(Beginning of MATERIAL TO PROCESS)

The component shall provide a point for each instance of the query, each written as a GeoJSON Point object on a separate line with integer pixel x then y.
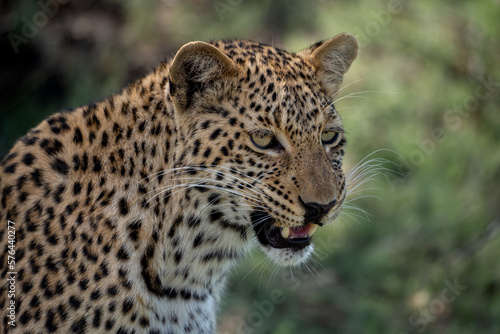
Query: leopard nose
{"type": "Point", "coordinates": [315, 211]}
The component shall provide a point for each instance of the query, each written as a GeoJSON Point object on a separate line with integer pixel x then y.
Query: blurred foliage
{"type": "Point", "coordinates": [419, 90]}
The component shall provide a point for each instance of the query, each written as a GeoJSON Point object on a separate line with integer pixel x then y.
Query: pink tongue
{"type": "Point", "coordinates": [300, 232]}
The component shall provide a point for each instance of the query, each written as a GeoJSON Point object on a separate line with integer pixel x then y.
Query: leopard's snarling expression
{"type": "Point", "coordinates": [261, 133]}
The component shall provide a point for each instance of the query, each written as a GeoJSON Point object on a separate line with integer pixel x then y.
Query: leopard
{"type": "Point", "coordinates": [127, 215]}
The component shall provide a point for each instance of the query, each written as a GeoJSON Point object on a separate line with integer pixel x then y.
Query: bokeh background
{"type": "Point", "coordinates": [423, 94]}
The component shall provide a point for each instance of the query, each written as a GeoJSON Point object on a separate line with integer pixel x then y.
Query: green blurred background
{"type": "Point", "coordinates": [425, 88]}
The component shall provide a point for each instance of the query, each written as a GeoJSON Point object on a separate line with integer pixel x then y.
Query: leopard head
{"type": "Point", "coordinates": [260, 134]}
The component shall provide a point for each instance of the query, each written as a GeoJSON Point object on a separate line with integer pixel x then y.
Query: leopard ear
{"type": "Point", "coordinates": [196, 68]}
{"type": "Point", "coordinates": [331, 59]}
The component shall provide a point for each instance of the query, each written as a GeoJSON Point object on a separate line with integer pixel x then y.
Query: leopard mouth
{"type": "Point", "coordinates": [294, 238]}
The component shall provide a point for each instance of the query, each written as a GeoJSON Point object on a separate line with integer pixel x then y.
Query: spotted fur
{"type": "Point", "coordinates": [130, 212]}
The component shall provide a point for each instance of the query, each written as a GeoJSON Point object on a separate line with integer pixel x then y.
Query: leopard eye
{"type": "Point", "coordinates": [263, 141]}
{"type": "Point", "coordinates": [329, 137]}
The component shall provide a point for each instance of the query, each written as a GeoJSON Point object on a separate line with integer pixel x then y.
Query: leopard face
{"type": "Point", "coordinates": [263, 131]}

(End of MATERIAL TO PROCESS)

THE PROBLEM: Give the data again exactly, without pictures.

YOUR RESPONSE:
The component shall provide a point for each instance of the query, each written as a GeoJSON Point object on a separate line with integer pixel x then y.
Query: leopard nose
{"type": "Point", "coordinates": [315, 211]}
The component shall provide a point for each instance of the query, each written as a GeoJSON Point object on a separate line with integer pixel x then y.
Query: blurred foliage
{"type": "Point", "coordinates": [419, 90]}
The component shall provide a point for each instance of the query, each written as a GeoJSON Point object on a separate line with integer pixel x then y.
Query: pink tongue
{"type": "Point", "coordinates": [300, 232]}
The component shall provide a point for each instance of the query, each written as a GeoJSON Point object on a separate line with integer pixel x then y.
Query: leopard's snarling expression
{"type": "Point", "coordinates": [261, 133]}
The component shall provide a point for each instance of the query, each written as a GeoJSON Point object on a separate line with integer pixel x then y.
Query: leopard
{"type": "Point", "coordinates": [127, 215]}
The component shall provide a point for each instance of the query, each written as a GeoJSON Point object on a separate line with integer pixel x then y.
Query: bokeh background
{"type": "Point", "coordinates": [423, 94]}
The component shall provide a point for each instance of the query, each written as a GeoJSON Point object on a separate line with integer pixel x then y.
Query: green blurred background
{"type": "Point", "coordinates": [425, 88]}
The component shall provide a point for each instance of the query, each written as a GeoJSON Point object on a separate line with integer pixel x then y.
Query: leopard head
{"type": "Point", "coordinates": [260, 134]}
The component shall provide a point for each instance of the query, each written as a GeoJSON Point object on a separate line with integer pixel x then y.
Query: leopard ear
{"type": "Point", "coordinates": [196, 68]}
{"type": "Point", "coordinates": [331, 59]}
The component shall provide a point for each instance of the query, each written as a GeoJSON Point object on a separate line with integer pixel x then y.
Query: leopard mouth
{"type": "Point", "coordinates": [294, 238]}
The component shall provide a point for each instance of the query, each written as a GeoJSON Point object on a separate line with integer pixel x then y.
Query: spotted fur
{"type": "Point", "coordinates": [130, 212]}
The component shall provide a point for each instance of the query, each written as a GeoJSON Point object on a separate line with integer pixel x then y.
Query: leopard eye
{"type": "Point", "coordinates": [263, 141]}
{"type": "Point", "coordinates": [329, 137]}
The component shall provide a point for each instance of the query, each written as a GeoJSON Point object on a separate line with integer pixel x then y.
Query: leopard face
{"type": "Point", "coordinates": [263, 131]}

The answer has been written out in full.